▸ **DIRECTIVE**
Could you format the records below as a two-column CSV with the headers "prompt" and "boxes", one row per record, holding its text and its answer? Put each value in one quoted field and turn any line breaks into spaces.

▸ **MATERIAL TO PROCESS**
* * * * * * *

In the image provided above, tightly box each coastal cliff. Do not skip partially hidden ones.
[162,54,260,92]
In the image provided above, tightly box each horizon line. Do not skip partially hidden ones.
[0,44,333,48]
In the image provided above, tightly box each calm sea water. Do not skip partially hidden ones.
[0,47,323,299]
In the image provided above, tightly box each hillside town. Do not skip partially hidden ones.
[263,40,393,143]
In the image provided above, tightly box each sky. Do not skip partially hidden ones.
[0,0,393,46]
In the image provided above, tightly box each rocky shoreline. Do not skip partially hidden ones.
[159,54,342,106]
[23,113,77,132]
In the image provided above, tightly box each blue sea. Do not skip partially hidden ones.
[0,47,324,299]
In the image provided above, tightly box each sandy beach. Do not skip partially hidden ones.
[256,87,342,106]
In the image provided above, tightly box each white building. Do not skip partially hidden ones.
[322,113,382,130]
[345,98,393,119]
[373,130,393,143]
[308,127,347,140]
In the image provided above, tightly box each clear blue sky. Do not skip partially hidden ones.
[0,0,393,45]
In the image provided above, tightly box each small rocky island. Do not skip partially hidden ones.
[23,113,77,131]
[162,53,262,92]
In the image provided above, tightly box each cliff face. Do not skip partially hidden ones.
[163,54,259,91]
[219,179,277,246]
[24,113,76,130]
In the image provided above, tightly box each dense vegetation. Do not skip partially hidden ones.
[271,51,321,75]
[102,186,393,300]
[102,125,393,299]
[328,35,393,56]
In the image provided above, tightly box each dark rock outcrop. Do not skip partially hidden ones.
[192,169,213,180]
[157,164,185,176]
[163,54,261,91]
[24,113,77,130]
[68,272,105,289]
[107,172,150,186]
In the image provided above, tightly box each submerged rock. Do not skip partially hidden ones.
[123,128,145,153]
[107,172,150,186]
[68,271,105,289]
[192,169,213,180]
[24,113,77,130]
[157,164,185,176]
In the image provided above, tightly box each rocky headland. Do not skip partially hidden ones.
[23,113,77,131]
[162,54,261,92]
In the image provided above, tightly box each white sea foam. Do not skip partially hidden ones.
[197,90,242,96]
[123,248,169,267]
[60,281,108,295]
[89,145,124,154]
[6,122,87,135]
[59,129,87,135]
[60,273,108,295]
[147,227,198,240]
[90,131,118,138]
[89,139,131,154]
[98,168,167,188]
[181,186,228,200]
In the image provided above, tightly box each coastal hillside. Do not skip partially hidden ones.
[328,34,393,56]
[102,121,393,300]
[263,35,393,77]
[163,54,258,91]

* * * * * * *

▸ **PROBLEM SOLUTION**
prompt,boxes
"In the image provided above, tightly box each coastal cliff. Do not skip partially hidden ones.","[162,54,260,92]"
"In the image provided above, tightly box each horizon line. Do not skip partially hidden ones.","[0,44,333,48]"
"In the image provided above, tightly box each calm sea water. Do not skip partially hidden ones.","[0,47,323,299]"
"In the image provided above, tightly box each hillside town. Do not skip partially hidden ones.","[263,40,393,143]"
"In the image provided above, tightly box each sky. Do not skip partially hidden ones.","[0,0,393,46]"
"In the image provided above, tightly box each rocky shoreline. Do not skip partially hidden ones.","[159,54,342,106] [23,113,77,132]"
"In the image provided above, tightly box each blue sea. Do not skip partially hidden ones.","[0,47,324,299]"
"In the image provided above, tightly box each sandy beach. Do not skip partially hidden ones.","[256,87,342,106]"
"In the image provided above, tightly box each white building. Do not skip partially hidden ones.","[322,113,382,130] [345,98,393,119] [373,130,393,143] [308,127,347,140]"
"In the image provided above, tightly box each clear blue sky. Do not skip partially hidden ones.","[0,0,393,45]"
"In the image provided above, tightly box each small rocky island. Do not skip partially hidden ones.","[23,113,77,131] [162,53,262,92]"
"In the image provided above, tightly box each cliff face. Do not skip partially hidden ones.","[163,54,259,91] [219,179,277,246] [24,113,76,130]"
"In the image provided above, tightly box each dense vegetation. Do not skip partially hidden ones.","[271,51,321,75] [102,186,393,300] [102,125,393,299] [328,35,393,56]"
"In the image provided above, tightly box each dark rock outcrop. Do not skip partially hidden ones.","[192,169,213,180] [157,164,185,176] [163,54,261,91] [24,113,77,130] [68,272,105,289] [107,172,150,186]"
"In the image provided above, tightly box each submerged rock. Do not skip partially hidden ones.","[123,128,145,153] [107,172,150,186] [68,271,105,289] [192,169,213,180] [24,113,77,130] [157,164,185,176]"
"In the image provided above, tightly box each rocky headland. Do not skip partially hidden ones.","[23,113,77,131] [162,54,261,92]"
"In the image provided above, tightly box each white sea foam. Do not skip partially hidden ones.","[197,90,242,96] [123,248,169,267] [60,281,108,295] [89,145,124,154] [6,122,87,135] [59,129,87,135] [60,273,108,295] [147,227,198,240] [90,131,118,138] [89,139,131,154] [98,168,167,188] [181,186,228,200]"
"In the image provided above, tightly box each coastal hillside. Do not skip partially hidden ones.","[328,34,393,56] [102,121,393,300] [263,35,393,77] [163,54,258,91]"